━━━ Provided entries ━━━
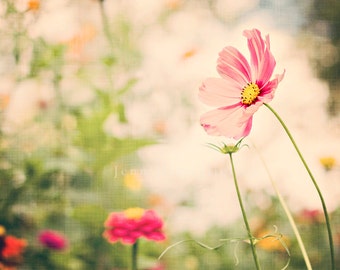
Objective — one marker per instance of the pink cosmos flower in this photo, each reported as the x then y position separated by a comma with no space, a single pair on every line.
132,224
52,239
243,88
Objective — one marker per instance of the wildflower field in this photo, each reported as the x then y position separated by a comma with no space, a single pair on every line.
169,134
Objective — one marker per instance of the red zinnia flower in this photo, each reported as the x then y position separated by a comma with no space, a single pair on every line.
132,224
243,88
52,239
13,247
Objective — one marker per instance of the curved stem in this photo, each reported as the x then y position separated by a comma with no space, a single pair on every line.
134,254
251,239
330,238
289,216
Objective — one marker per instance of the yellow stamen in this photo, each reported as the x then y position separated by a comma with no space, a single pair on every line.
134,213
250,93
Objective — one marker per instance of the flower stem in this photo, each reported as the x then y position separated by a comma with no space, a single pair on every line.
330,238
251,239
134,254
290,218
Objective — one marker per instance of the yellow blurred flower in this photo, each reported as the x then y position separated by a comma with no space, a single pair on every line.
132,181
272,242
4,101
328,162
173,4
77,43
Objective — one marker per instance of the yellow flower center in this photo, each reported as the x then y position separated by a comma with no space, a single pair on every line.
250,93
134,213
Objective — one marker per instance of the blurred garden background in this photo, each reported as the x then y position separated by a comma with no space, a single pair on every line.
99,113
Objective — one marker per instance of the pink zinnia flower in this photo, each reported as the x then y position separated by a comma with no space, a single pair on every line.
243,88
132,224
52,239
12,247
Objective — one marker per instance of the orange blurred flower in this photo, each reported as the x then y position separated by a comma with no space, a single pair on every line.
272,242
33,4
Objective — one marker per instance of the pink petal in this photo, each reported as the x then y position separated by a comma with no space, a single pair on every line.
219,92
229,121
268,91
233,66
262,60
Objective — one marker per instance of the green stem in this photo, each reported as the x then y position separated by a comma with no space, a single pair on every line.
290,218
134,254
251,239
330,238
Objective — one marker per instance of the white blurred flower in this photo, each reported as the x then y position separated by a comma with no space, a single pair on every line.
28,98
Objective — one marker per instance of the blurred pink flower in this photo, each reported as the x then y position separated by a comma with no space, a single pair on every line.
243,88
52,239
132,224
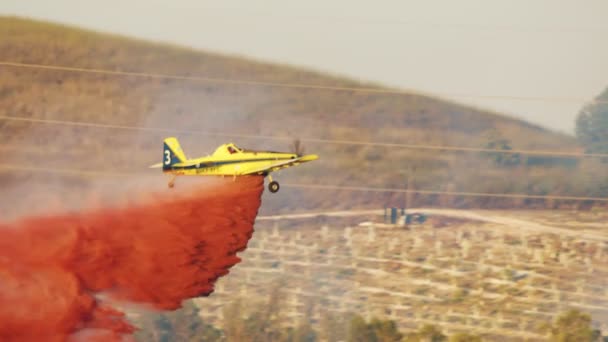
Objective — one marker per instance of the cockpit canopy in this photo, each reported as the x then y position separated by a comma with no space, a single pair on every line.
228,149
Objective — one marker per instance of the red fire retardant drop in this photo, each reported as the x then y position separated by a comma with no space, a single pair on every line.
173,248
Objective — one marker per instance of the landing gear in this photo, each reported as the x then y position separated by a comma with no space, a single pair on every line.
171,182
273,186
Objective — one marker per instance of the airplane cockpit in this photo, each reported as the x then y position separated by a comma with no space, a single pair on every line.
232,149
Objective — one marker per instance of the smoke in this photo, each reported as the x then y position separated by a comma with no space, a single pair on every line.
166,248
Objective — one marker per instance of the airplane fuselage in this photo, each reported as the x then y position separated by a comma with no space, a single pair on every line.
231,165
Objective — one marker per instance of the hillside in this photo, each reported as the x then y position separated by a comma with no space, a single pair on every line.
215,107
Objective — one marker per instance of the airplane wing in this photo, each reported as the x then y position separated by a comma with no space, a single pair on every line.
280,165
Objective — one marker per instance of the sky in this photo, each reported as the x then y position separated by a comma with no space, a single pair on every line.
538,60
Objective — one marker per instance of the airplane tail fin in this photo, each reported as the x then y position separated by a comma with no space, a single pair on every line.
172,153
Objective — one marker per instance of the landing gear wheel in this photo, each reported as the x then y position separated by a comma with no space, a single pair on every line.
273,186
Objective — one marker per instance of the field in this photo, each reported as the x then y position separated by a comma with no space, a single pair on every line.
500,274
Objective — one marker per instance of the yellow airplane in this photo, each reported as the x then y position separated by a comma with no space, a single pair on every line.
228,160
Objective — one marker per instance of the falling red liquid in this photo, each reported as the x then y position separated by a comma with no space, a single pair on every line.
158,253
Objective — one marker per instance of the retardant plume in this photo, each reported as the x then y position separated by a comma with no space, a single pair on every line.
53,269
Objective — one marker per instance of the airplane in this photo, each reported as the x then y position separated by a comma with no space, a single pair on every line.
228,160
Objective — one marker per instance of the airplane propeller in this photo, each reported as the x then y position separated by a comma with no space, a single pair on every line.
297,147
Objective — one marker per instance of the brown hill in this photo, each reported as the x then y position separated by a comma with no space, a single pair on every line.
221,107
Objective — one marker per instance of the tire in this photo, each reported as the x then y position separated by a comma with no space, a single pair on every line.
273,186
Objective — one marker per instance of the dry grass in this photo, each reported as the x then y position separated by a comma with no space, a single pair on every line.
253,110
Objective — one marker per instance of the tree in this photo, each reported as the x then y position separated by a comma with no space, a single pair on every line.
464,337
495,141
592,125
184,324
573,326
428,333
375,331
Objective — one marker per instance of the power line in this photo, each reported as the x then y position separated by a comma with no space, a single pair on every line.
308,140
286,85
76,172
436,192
━━━
━━━ Provided entries ━━━
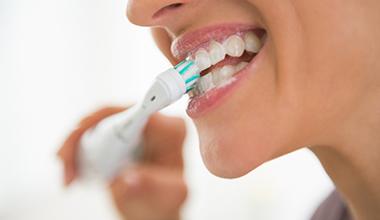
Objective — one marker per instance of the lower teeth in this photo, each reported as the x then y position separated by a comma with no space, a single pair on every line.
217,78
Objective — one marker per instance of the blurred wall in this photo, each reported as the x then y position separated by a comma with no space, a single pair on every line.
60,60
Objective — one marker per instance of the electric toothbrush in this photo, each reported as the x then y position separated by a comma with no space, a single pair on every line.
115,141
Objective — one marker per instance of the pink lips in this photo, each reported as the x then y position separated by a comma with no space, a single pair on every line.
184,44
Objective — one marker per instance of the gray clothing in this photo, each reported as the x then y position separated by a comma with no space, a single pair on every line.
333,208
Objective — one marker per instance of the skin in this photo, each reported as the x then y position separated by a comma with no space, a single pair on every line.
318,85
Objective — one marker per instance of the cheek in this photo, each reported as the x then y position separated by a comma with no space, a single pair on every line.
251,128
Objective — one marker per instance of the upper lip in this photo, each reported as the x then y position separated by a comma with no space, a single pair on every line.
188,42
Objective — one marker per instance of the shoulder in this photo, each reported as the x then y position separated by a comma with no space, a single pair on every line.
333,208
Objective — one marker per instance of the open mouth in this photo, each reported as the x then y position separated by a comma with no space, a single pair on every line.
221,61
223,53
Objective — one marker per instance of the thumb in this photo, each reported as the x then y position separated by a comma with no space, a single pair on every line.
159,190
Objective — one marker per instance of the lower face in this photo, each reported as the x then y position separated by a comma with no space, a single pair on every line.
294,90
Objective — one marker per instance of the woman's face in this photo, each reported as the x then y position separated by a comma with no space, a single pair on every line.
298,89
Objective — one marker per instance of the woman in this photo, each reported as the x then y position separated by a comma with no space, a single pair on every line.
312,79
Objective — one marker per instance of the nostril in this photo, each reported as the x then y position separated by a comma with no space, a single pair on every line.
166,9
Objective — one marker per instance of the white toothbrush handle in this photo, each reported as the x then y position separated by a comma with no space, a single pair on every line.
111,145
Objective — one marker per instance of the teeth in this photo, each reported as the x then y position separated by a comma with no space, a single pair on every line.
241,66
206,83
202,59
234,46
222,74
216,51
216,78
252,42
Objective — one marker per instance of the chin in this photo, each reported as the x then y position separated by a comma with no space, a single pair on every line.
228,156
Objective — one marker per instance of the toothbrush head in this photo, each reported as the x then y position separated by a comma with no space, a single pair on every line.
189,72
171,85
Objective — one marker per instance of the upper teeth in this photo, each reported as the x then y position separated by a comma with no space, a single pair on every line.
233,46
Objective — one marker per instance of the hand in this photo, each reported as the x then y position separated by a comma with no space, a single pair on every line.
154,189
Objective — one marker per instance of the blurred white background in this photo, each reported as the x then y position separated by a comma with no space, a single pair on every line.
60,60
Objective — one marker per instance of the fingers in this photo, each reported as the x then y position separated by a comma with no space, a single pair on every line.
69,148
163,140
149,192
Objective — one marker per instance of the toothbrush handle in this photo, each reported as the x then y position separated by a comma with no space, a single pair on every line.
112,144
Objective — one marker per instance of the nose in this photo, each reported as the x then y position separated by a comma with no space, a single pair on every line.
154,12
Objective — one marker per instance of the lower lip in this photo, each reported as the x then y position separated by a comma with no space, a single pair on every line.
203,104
━━━
━━━ Provided entries ━━━
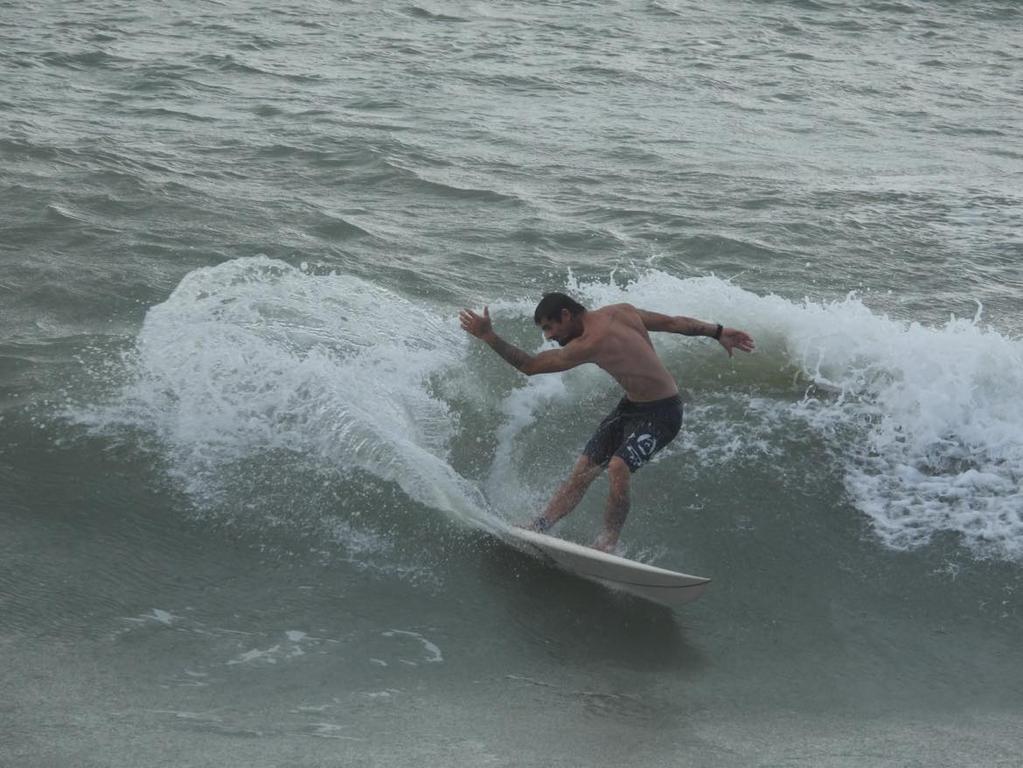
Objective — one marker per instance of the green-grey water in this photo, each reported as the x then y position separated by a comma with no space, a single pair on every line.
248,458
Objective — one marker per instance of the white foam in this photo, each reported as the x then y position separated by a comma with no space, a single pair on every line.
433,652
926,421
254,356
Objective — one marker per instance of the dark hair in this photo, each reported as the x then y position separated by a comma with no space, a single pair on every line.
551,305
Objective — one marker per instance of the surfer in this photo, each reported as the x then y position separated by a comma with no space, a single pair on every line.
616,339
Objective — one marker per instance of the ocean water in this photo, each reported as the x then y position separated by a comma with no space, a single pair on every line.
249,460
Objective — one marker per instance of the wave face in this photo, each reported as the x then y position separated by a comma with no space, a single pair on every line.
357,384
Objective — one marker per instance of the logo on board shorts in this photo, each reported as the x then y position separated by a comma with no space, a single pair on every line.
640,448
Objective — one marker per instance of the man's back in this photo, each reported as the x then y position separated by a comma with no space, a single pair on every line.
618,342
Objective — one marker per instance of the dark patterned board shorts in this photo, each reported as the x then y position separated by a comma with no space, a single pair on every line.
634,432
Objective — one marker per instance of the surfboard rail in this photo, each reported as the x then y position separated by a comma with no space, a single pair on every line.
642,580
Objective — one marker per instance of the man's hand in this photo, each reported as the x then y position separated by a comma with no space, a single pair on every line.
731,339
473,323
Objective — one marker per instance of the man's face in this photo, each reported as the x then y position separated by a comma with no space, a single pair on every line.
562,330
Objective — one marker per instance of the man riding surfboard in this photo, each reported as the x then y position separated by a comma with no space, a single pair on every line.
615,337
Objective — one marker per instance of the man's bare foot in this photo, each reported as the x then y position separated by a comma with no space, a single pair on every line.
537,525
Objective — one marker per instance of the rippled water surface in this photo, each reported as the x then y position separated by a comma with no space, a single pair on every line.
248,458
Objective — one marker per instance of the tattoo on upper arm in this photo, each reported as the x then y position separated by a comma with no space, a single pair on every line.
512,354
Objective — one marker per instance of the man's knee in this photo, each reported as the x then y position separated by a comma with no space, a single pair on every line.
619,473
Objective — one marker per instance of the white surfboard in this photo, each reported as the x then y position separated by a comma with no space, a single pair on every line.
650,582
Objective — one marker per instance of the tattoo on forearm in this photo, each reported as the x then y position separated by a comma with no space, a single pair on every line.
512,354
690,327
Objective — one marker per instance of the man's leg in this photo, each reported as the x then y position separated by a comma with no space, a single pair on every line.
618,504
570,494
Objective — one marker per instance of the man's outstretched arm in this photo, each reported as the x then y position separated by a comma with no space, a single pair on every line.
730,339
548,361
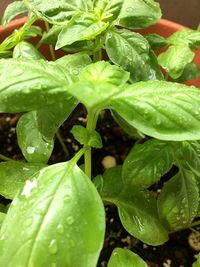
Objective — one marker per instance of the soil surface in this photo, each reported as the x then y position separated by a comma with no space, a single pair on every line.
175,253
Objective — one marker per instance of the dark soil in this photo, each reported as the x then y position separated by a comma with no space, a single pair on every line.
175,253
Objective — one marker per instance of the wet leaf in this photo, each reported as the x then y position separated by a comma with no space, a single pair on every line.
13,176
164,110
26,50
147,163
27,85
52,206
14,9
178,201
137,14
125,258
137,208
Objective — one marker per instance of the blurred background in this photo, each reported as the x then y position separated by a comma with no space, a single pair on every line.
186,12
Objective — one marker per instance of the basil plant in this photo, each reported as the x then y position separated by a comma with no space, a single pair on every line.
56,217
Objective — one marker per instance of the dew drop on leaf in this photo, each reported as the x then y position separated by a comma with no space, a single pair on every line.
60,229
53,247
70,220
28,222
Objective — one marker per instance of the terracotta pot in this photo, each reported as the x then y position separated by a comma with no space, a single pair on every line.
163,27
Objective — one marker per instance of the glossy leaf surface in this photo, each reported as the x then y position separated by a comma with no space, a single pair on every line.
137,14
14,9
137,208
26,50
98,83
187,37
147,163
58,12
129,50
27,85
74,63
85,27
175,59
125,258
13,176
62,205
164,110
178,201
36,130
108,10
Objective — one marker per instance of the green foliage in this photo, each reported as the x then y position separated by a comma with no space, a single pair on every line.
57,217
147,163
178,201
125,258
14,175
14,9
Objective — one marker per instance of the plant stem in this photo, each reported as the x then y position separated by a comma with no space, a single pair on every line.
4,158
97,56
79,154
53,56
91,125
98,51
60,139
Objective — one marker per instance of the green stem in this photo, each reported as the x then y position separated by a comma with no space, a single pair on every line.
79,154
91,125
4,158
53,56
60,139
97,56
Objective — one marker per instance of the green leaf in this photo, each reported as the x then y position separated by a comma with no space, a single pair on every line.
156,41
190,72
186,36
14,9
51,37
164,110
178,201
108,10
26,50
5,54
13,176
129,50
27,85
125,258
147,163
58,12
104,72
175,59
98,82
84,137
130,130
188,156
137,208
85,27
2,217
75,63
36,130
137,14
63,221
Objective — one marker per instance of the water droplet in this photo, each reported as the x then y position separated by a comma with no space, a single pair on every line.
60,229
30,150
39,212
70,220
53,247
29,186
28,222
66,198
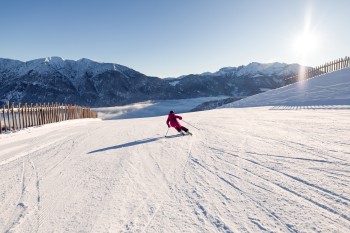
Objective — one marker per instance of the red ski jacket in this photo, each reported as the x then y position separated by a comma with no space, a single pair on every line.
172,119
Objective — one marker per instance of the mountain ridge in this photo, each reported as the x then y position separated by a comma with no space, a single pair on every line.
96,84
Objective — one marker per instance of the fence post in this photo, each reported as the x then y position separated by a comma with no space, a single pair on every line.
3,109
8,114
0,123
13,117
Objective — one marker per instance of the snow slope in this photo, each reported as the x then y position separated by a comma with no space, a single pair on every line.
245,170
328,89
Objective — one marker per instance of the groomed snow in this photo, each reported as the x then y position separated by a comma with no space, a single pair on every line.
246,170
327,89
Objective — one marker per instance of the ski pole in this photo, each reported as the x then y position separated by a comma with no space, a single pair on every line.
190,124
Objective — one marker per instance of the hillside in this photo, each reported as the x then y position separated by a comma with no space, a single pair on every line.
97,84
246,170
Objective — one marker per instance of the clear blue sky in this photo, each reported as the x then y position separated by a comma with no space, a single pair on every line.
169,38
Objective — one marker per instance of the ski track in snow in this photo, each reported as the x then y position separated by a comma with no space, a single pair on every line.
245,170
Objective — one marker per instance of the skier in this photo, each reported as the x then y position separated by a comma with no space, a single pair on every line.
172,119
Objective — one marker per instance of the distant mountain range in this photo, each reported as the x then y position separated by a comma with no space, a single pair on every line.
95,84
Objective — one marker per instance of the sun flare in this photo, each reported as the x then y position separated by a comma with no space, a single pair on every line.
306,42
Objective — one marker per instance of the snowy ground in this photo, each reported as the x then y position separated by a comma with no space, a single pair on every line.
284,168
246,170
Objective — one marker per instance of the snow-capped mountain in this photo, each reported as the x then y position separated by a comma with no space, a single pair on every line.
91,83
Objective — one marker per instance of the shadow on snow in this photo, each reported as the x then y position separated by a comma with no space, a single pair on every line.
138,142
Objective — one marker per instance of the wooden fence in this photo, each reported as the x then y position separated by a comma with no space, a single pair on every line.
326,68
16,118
━━━
### What to produce:
Gather every line in the entries above that contains the string "dark". Matching is case-sensitive.

### Completed task:
Objective — one marker per instance of the dark hair in this photo, each reported as the x then y position separated by a comma with no space, a single pair on every line.
Objective — one marker per instance of the dark patterned board shorts in this photo, each reported as the x then y position separated by a comma with no space, a single pair on every line.
Objective — one marker per instance of the dark soil in this photo, each reported as the x then y position separated by a comma with no space, a single pair on every line.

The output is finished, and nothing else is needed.